Problem
Two lines mark the range in the entries below: the one holding "Target: lake" and the one holding "Target: handbag strap". Set down those two and all lines between them, exactly.

Given information below:

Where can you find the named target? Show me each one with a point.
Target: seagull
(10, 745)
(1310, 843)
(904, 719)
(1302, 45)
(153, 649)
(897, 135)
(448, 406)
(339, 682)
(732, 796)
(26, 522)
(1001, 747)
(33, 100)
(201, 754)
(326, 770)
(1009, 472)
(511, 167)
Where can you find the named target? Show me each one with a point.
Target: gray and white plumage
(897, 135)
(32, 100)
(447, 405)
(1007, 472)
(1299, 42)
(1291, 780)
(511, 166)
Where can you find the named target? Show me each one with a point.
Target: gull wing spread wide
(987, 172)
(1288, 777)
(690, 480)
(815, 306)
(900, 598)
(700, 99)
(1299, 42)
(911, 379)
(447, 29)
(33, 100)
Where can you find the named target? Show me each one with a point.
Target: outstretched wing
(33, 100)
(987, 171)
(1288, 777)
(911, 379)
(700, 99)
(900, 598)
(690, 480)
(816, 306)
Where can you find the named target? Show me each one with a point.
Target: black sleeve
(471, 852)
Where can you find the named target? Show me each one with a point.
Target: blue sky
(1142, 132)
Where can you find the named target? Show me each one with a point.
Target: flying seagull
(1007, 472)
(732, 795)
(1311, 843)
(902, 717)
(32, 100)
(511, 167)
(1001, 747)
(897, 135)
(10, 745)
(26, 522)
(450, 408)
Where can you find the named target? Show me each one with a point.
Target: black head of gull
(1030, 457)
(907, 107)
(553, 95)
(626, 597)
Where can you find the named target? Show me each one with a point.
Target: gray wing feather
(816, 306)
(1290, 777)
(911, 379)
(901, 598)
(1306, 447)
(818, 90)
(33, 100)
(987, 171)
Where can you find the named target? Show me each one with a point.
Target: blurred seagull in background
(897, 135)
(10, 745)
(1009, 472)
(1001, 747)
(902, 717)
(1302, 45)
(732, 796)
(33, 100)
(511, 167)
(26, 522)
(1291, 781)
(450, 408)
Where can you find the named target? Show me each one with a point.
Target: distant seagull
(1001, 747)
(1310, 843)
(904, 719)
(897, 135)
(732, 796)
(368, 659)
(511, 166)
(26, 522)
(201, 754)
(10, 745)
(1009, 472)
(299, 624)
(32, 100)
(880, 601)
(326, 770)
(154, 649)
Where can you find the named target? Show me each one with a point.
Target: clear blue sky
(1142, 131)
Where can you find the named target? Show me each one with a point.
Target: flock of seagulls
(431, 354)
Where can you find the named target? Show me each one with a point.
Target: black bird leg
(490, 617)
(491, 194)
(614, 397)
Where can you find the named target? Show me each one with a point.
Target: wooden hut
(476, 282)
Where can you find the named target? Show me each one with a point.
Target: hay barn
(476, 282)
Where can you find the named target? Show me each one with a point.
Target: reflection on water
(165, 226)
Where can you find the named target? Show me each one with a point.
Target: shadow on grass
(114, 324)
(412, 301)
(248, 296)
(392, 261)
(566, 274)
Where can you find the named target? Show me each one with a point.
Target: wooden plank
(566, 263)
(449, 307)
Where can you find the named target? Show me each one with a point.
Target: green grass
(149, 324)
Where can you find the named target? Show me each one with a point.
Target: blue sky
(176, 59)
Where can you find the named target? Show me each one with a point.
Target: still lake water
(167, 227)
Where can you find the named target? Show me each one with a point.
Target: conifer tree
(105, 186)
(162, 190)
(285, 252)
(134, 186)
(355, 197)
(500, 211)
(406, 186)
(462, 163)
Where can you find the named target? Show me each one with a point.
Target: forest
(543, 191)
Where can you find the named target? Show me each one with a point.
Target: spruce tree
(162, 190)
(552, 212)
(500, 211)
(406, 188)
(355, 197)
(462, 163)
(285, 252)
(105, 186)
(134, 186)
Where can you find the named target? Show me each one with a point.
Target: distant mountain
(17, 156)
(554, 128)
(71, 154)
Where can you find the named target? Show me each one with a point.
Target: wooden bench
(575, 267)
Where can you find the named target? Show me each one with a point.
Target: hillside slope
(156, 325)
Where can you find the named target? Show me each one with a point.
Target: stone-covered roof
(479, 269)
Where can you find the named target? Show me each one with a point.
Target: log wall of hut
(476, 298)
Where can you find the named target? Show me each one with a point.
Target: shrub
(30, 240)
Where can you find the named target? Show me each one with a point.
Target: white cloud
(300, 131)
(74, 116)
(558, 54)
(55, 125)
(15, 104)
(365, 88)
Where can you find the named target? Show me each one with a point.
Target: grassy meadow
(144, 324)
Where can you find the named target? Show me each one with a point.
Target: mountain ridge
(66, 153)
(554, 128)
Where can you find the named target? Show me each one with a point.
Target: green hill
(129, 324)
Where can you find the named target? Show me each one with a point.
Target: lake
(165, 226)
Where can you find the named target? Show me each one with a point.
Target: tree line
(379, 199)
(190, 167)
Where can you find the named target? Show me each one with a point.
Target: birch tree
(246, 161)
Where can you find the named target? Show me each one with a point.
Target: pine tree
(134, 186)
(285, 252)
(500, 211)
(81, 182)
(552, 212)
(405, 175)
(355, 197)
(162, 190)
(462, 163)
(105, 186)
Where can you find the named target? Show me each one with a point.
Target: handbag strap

End of Given information.
Given information below:

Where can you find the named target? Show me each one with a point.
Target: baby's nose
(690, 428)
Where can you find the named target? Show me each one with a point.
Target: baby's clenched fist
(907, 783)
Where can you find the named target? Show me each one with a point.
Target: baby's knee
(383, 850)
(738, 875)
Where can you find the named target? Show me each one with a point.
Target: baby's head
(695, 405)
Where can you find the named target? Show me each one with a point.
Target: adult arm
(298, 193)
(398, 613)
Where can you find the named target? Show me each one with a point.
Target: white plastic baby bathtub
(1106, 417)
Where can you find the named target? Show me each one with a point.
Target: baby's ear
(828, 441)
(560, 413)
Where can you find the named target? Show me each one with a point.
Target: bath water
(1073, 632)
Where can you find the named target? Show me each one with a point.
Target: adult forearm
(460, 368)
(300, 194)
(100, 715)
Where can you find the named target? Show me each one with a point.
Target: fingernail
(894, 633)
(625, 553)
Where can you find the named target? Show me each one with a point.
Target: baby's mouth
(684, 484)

End of Given information.

Task answer
Target: lake
(165, 226)
Where can you find the named target? Show me each one with a point.
Target: tree line
(379, 199)
(190, 167)
Where can you find the named target? Show me each one with a point.
Target: birch tree
(246, 161)
Where can you find the named target? Show me each one with a point.
Target: pine tree
(134, 186)
(285, 252)
(500, 211)
(81, 182)
(552, 212)
(405, 175)
(355, 197)
(162, 190)
(462, 163)
(105, 186)
Where can you find the named target? Show me each one with a point.
Target: handbag strap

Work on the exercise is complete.